### WHAT YOU NEED TO DO:
Copy the listing below, swapping each "Query" for "Label" and leaving the rest untouched.

⟨

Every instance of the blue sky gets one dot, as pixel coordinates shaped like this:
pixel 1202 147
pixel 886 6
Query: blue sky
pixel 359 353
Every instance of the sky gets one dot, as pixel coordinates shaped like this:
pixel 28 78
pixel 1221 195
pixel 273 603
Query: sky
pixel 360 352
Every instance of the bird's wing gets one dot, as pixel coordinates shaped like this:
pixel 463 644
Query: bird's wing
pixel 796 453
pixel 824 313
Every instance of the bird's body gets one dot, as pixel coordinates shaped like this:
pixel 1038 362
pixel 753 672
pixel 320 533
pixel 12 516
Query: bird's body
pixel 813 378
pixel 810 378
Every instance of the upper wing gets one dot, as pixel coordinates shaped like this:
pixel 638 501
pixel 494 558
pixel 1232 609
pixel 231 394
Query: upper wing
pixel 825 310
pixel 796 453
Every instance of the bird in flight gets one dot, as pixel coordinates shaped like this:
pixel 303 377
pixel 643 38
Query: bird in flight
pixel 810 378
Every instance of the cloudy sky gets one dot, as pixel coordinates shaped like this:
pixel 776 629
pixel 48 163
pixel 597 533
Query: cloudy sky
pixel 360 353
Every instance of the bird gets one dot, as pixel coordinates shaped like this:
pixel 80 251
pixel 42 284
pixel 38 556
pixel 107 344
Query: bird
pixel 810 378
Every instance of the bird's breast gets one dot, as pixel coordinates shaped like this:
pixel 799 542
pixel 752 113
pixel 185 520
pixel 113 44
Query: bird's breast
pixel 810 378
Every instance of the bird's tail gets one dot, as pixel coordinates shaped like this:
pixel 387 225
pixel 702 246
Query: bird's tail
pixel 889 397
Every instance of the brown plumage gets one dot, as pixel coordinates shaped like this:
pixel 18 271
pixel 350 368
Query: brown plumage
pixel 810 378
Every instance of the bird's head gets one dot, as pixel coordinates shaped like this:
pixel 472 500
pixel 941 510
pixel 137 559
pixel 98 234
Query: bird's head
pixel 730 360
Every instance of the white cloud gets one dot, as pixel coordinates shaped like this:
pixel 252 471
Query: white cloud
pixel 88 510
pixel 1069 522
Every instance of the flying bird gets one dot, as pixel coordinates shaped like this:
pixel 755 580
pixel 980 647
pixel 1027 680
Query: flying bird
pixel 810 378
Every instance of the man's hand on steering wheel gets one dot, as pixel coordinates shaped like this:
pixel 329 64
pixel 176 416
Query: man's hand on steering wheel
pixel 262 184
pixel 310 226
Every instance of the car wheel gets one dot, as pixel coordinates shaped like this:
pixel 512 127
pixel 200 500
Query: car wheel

⟩

### ANSWER TO THE EXERCISE:
Every instance of the blue sky gets one dot, as pixel coordinates shaped like this:
pixel 1202 147
pixel 886 6
Label: blue sky
pixel 359 353
Every instance of the sky gets one dot, as pixel coordinates shaped like this:
pixel 28 78
pixel 1221 195
pixel 273 603
Label: sky
pixel 360 352
Every instance of the bird's wing gets one dot, as pixel coordinates shaped like this:
pixel 463 644
Label: bird's wing
pixel 796 453
pixel 824 313
Every instance of the bird's body gets one dot, as pixel coordinates shaped like this:
pixel 1038 362
pixel 753 672
pixel 320 533
pixel 12 516
Label: bird's body
pixel 813 378
pixel 810 378
Every instance of the upper wing gets one dot, as pixel coordinates shaped like this:
pixel 638 501
pixel 494 558
pixel 1232 609
pixel 231 394
Label: upper wing
pixel 825 310
pixel 796 453
Every instance of the bird in flight gets one dot, as pixel coordinates shaped like this:
pixel 303 377
pixel 643 38
Label: bird in flight
pixel 810 378
Every instance of the cloudy sky gets one dot, as pixel coordinates shaped like this:
pixel 776 629
pixel 48 163
pixel 597 533
Label: cloudy sky
pixel 360 353
Every instance of the bird gets one dot, as pixel coordinates shaped like this:
pixel 80 251
pixel 42 284
pixel 38 556
pixel 107 344
Label: bird
pixel 810 378
Every instance of the bird's breast gets one dot, as pixel coordinates shaped like this:
pixel 799 542
pixel 752 113
pixel 185 520
pixel 113 44
Label: bird's breast
pixel 810 378
Every instance of the bird's tail gets one dot, as pixel coordinates shaped like this:
pixel 387 225
pixel 702 246
Label: bird's tail
pixel 889 397
Every instance of the brown plumage gets one dot, as pixel coordinates shaped like this:
pixel 18 271
pixel 350 368
Label: brown plumage
pixel 810 378
Every instance of the bird's head gets one dot, as pixel coordinates shaped like this:
pixel 472 500
pixel 941 510
pixel 137 559
pixel 98 234
Label: bird's head
pixel 730 360
Every instance of the white cloud gets one dot, as pixel coordinates shaped like this:
pixel 252 471
Label: white cloud
pixel 88 510
pixel 1069 522
Every instance of the flying bird gets one dot, as pixel coordinates shaped like this:
pixel 755 580
pixel 980 647
pixel 1027 680
Label: flying bird
pixel 810 378
Every instance of the man's hand on steering wheel gets one dot, as pixel coordinates shaped like this:
pixel 329 64
pixel 176 416
Label: man's hand on steering wheel
pixel 262 184
pixel 310 226
Every instance of the car wheel gets one dot, as pixel coordinates shaped like this:
pixel 512 127
pixel 200 500
Label: car wheel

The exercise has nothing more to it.